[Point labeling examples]
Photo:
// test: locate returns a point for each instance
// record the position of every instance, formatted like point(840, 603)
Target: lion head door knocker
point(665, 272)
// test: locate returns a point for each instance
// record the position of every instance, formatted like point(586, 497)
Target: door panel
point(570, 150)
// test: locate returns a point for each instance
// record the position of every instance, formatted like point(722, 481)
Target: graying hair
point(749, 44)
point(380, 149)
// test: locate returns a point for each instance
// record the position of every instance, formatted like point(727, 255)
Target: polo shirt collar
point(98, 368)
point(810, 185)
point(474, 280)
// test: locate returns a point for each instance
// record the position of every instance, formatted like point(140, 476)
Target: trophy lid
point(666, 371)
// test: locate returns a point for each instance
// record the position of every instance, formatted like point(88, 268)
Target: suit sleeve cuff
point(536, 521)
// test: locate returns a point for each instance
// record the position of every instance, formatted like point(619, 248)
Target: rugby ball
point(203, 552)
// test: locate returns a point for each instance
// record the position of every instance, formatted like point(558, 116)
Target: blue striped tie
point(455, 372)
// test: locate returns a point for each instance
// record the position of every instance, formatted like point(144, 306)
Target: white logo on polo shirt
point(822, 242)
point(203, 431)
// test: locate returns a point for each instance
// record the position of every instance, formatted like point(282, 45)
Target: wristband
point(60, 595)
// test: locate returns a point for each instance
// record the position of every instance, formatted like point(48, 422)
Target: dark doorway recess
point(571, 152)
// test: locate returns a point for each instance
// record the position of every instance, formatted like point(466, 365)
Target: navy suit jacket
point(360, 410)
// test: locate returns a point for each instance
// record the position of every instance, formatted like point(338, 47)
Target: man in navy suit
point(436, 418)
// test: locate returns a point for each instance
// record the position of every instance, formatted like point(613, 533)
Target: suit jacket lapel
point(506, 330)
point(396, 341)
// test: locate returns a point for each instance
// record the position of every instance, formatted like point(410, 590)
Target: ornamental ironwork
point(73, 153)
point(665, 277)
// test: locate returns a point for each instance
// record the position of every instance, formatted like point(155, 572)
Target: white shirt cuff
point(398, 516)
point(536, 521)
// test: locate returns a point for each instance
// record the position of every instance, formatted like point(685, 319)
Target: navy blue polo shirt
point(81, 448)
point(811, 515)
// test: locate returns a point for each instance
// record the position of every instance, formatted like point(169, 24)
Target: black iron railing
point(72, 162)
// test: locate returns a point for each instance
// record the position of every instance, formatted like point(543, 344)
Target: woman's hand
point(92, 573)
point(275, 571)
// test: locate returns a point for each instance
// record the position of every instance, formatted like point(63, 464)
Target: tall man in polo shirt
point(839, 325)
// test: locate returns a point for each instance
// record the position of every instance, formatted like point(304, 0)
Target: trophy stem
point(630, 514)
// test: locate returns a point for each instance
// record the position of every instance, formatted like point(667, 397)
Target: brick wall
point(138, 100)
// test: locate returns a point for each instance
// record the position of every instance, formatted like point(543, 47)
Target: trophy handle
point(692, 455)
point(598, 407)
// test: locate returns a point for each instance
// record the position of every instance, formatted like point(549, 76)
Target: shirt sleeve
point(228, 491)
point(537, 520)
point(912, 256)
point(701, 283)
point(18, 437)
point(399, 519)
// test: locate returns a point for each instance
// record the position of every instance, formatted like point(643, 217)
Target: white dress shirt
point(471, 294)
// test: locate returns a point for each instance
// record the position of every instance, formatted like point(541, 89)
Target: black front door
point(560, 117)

- [THE PROBLEM]
Rewrite all of the records, putting "Object" wherever "Target" appears and keeping every other word, number, and line unchanged.

- [SOLUTION BELOW]
Photo:
// test: locate returns a point for each instance
// record the position of every instance, formatted like point(840, 603)
Object: lion head door knocker
point(665, 272)
// test: locate returns a point for each instance
// record the position of every instance, formatted like point(586, 497)
Object: door panel
point(570, 150)
// test: locate returns a point for each instance
// record the position of every instance, formatted like point(722, 481)
Object: graying hair
point(749, 44)
point(380, 149)
// test: locate returns a point for each instance
// record the position of every instance, formatted like point(727, 255)
Object: polo shirt collar
point(98, 368)
point(810, 185)
point(474, 280)
// test: locate returns a point for each instance
// record the position of every instance, formatted like point(140, 476)
Object: trophy lid
point(666, 371)
// test: locate returns a point for each instance
// record the position of every instance, formatted like point(88, 268)
Object: suit sleeve cuff
point(536, 521)
// test: locate returns a point for each instance
// record the position of every instance, formatted like point(619, 248)
Object: rugby ball
point(203, 552)
// test: locate returns a point for each instance
// record the position of every instance, formatted like point(558, 116)
Object: blue striped tie
point(455, 372)
// test: locate returns a point for each instance
// record the position of every instance, formatted like point(144, 306)
Object: white logo on polo shirt
point(822, 242)
point(203, 431)
// test: locate returns a point for each instance
// record the position of every instance, formatted like point(282, 45)
Object: wristband
point(60, 595)
// test: locate returns a point for each instance
// record the position of every instance, formatted like point(48, 422)
Object: dark doorway recess
point(571, 152)
// test: locate returns a point for each instance
// record the position of every instance, formatted like point(466, 365)
Object: navy suit jacket
point(360, 410)
// test: locate returns a point for each instance
// record the position of every instance, formatted like point(338, 47)
Object: man in navy suit
point(436, 418)
// test: locate returns a point for each instance
// record the position of every instance, formatted like point(613, 533)
Object: suit jacket lapel
point(506, 330)
point(396, 341)
// test: locate returns a point for each instance
// record the position of every instance, formatted like point(410, 590)
Object: ornamental ironwork
point(73, 153)
point(665, 277)
// test: locate returns a point for each instance
// record the position of every instance, formatted like point(155, 572)
Object: white shirt cuff
point(398, 516)
point(536, 521)
// test: locate returns a point for each instance
// record the position of every instance, formatted like point(685, 319)
Object: navy blue polo shirt
point(81, 448)
point(811, 515)
// test: locate returns a point for each instance
// record the position of every instance, formatted like point(169, 24)
Object: black iron railing
point(72, 162)
// test: locate returns a point for each instance
// record the position of every instance, formatted like point(543, 344)
Object: woman's hand
point(92, 573)
point(275, 571)
// test: locate returns a point for each instance
// record the position of every instance, formatted like point(63, 464)
Object: tall man in polo shirt
point(839, 325)
// test: locate returns a point for each instance
// record the position of every instance, formatted like point(304, 0)
Object: trophy stem
point(630, 514)
// test: locate returns a point for each instance
// record the position of every instance, formatted like point(667, 397)
Object: brick wall
point(138, 100)
// test: locate returns a point for each instance
// record the position of every instance, formatted like point(543, 47)
Object: trophy handle
point(692, 455)
point(598, 407)
// test: locate returns a point for each instance
// record the position of every instance, formatted like point(549, 76)
Object: shirt sleeve
point(228, 491)
point(537, 520)
point(912, 256)
point(701, 283)
point(18, 437)
point(399, 519)
// test: locate returns a point for each instance
// record the position of every instance, formatted like point(643, 217)
Object: white dress shirt
point(471, 294)
// test: locate returns a point for each instance
// record the position of every instance, formatted like point(541, 89)
Object: black front door
point(560, 117)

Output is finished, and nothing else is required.